*** TEXTO

El otro día tuve que a llamar a la farmacia para resurtir unos medicamentos de mi mamá. Sabemos que, últimamente, es una odisea llamar a casi cualquier lugar y encontrar que una persona conteste el teléfono. Esta vez no fue la excepción. Luego del intercambio con la contestadora automática, que continuamente fallaba en entender lo que le decía, acabé diciéndole casi a gritos: “¡Consulta!”. Finalmente, un ser aparentemente humano me contestó: “Un momento”, para dejarme en espera varios minutos. Colgué y volví a llamar, confiada en que esta vez alguien se dignaría en atenderme. Cuando la contestadora con voz pero sin alma me volvió a hacer las preguntas de cernimiento, le dije sin pausa: “¡Consulta!”, para ahorrarme el repetirle todo, eso sí, asegurándome de enfatizar cada consonante y vocal con todos los dientes y la lengua, de manera que la doña, inteligente artificialmente, entendiera bien. Tuve suerte: fui referida a la sección de farmacia. Pero, la alegría me duró poco pues me volvieron a contestar con “un momento” para, después de varios minutos, colgarme.


El próximo día me personé a la farmacia -que se encuentra bastante distante de mi casa-, y pedí hablar con el gerente. Le expliqué de mi experiencia menos que satisfactoria con su contestadora automatizada. El joven comenzó a justificarse, ufanándose “de los altos índices que reportaba su sistema, que el promedio de atención personal al cliente por teléfono era de 65 segundos, que no había escuchado a nadie quejarse…” en fin… que yo, al parecer, le estaba mintiendo o no sabía usar el teléfono. Le demostré con el récord de mi celular que estaba equivocado con el asunto de los 65 segundos, porque estuve largos minutos en espera varias veces. Vi su cara demudar. Tengo que confesarles que estaba molesta. Le dije que estaba subestimando mi pericia en el manejo de estos sistemas y que presentaría una queja formal. Cuando ya estaba a punto de caramelo con el empleado, recordé algo que me había pasado el día anterior.


Esa tarde, estaba haciendo “abuela sitting” y tenía a mis nietas al lado viendo televisión. Pensaba que estaban de lo más desentendidas de las llamadas que estaba haciendo a la farmacia y la frustración que sentía por un sistema de atención al cliente tan ineficiente. Al colgar esa segunda vez, comienzo a quejarme con mi esposo -que también estaba “abueliando” conmigo- sobre cómo era posible que una farmacia, que tiene el propósito de ofrecer servicios tan especializados e importantes, fuera tan inaccesible. Y seguí la monserga con mi marido:


—Imagínate, para mami y otras personas mayores esto es imposible. No hay manera de que puedan repetir medicamentos por teléfono… porque, para mí, que soy una persona joven, con educación formal, con experiencia técnica en las comunicaciones, sin miedo a la tecnología…

—…y cristiana—añadió mi nieta de siete años, pensando que lo de “cristiana” no podía faltar de entre los atributos que yo estaba enumerando.


De más está decir que, mientras me encontraba frente al joven gerente de farmacia quejándome por el servicio ineficiente, resonó en mi encéfalo la dulce vocecita de mi nieta que, lejos de estar pasando un juicio moral ante mi molestia, estaba dándome otra cualidad que, para ella, era importante esgrimir en mi recuento a su abuelo. Naturalmente, ese recuerdo tuvo dos efectos inmediatos estando en la farmacia: desescalar mi reacción con el muchacho y recordarme que los niños son esponjas que todo lo escuchan, aprenden y aplican. ¡Feliz comienzo de clases!

******
*** FILAS DE DATOS

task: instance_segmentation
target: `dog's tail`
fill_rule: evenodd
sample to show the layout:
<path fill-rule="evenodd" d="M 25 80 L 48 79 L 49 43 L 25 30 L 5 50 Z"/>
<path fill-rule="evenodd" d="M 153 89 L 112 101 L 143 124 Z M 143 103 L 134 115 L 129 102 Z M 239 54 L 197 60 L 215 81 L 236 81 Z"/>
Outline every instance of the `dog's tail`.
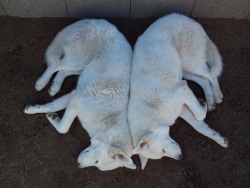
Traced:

******
*** FILAS DE DATOS

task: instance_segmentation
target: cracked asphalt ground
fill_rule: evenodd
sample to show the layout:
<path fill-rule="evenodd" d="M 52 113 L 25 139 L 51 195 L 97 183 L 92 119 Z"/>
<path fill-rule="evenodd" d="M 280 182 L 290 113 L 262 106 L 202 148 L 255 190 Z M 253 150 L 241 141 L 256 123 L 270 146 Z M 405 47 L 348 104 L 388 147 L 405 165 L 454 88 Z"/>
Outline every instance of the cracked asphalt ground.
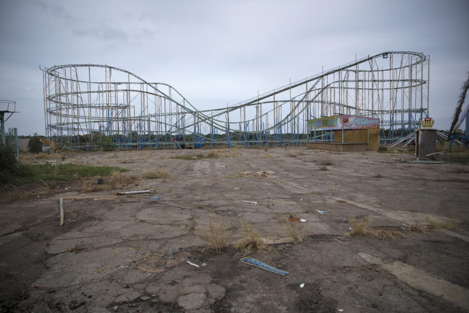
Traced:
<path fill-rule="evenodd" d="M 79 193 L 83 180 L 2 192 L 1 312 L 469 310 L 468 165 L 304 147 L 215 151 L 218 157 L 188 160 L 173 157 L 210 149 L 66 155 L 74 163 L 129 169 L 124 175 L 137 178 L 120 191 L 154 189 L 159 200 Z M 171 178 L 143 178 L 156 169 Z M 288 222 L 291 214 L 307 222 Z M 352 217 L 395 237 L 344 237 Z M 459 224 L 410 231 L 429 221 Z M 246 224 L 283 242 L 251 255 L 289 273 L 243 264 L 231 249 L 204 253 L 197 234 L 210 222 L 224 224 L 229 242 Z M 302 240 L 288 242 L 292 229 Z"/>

******

TU TAREA —
Cita del relato, palabra por palabra, el pedazo que va desde "De más está" hasta "comienzo de clases!". Estas filas no tienen nada que ver con el relato.

EJERCICIO RESUELTO —
De más está decir que, mientras me encontraba frente al joven gerente de farmacia quejándome por el servicio ineficiente, resonó en mi encéfalo la dulce vocecita de mi nieta que, lejos de estar pasando un juicio moral ante mi molestia, estaba dándome otra cualidad que, para ella, era importante esgrimir en mi recuento a su abuelo. Naturalmente, ese recuerdo tuvo dos efectos inmediatos estando en la farmacia: desescalar mi reacción con el muchacho y recordarme que los niños son esponjas que todo lo escuchan, aprenden y aplican. ¡Feliz comienzo de clases!